MB: People do talk about ads being skipped quite a lot, but inevitably, what you find with virtually all digital advertising is that, beyond the metrics campaigns, they deliver a certain amount of return on investment, and that is something that we see with podcasting. In fact, it’s something that we see particularly with any podcast ads that use the talent.
One of the key benefits of using talent within your advertising is that you get a huge amount of loyalty from the listeners. So the listeners don’t want to skip these ads, because they want to hear from their much loved and much treasured hosts, with whom they have this incredible parasocial relationship.
With talent-voiced ads, it’s a shorter period of time that the talent is speaking to the audience, but that’s made up for by an enormous amount of scale that can be achieved for the advertiser, so we tend not to worry too much about skipping. We instead focus back on trusted third-party measurement solutions that we use in terms of things like brand lift, attribution and, of course, seeing brands rebooking, and the great news is that one of the very first brands that tested out talent-voiced ads with us came back within two weeks and rebooked for the rest of the year, so I think that’s a great example of a brand enjoying a new format that clearly delivers results.
_ _ _ _ _ _ _
**APPLY WHAT YOU READ:**
1/ Edit the interview on podcast ads from the part that opens with the words containing "MB: People do" through "use the talent.", changing "digital advertising" to "online advertising".
2/ Answer these questions about the interview on podcast ads.
(a) Why don't listeners want to skip ads that use the talent?
(b) Which three things are named as what the company focuses on instead of skipping?
(c) How soon did one of the first brands to test talent-voiced ads come back and rebook?
_ _ _ _ _ _ _
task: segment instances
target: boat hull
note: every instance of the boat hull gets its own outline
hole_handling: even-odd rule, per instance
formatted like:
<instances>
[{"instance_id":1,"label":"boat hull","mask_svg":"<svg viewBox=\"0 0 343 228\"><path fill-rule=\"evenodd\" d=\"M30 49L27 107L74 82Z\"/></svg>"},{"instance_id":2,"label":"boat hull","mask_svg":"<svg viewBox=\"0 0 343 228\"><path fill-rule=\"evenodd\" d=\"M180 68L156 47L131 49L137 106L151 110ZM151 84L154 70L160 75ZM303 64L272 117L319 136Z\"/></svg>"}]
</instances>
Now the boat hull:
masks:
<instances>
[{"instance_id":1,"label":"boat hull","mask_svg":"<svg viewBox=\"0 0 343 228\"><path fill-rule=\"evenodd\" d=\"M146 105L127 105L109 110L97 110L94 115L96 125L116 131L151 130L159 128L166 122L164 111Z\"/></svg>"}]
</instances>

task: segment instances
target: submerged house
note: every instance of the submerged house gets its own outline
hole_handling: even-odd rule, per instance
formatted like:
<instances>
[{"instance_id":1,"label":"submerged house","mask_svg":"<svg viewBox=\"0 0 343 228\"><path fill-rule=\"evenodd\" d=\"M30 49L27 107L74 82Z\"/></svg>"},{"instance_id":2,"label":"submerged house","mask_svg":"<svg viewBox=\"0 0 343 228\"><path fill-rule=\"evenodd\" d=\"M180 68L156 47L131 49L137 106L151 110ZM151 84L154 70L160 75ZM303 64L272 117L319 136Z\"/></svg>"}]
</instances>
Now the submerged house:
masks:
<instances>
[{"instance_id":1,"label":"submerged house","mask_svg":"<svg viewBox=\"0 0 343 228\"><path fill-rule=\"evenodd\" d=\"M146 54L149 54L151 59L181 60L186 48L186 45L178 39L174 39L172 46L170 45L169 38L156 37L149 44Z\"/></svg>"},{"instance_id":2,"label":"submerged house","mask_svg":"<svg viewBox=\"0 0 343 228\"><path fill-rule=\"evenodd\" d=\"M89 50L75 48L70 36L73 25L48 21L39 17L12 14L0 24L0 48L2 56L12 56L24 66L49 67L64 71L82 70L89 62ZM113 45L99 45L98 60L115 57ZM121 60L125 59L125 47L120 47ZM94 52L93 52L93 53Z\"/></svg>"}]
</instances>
_ _ _ _ _ _ _
**RESULTS BY TASK:**
1/
MB: People do talk about ads being skipped quite a lot, but inevitably, what you find with virtually all online advertising is that, beyond the metrics campaigns, they deliver a certain amount of return on investment, and that is something that we see with podcasting. In fact, it’s something that we see particularly with any podcast ads that use the talent.

2/
(a) They want to hear from their much loved and much treasured hosts.
(b) Brand lift, attribution and brands rebooking.
(c) Within two weeks.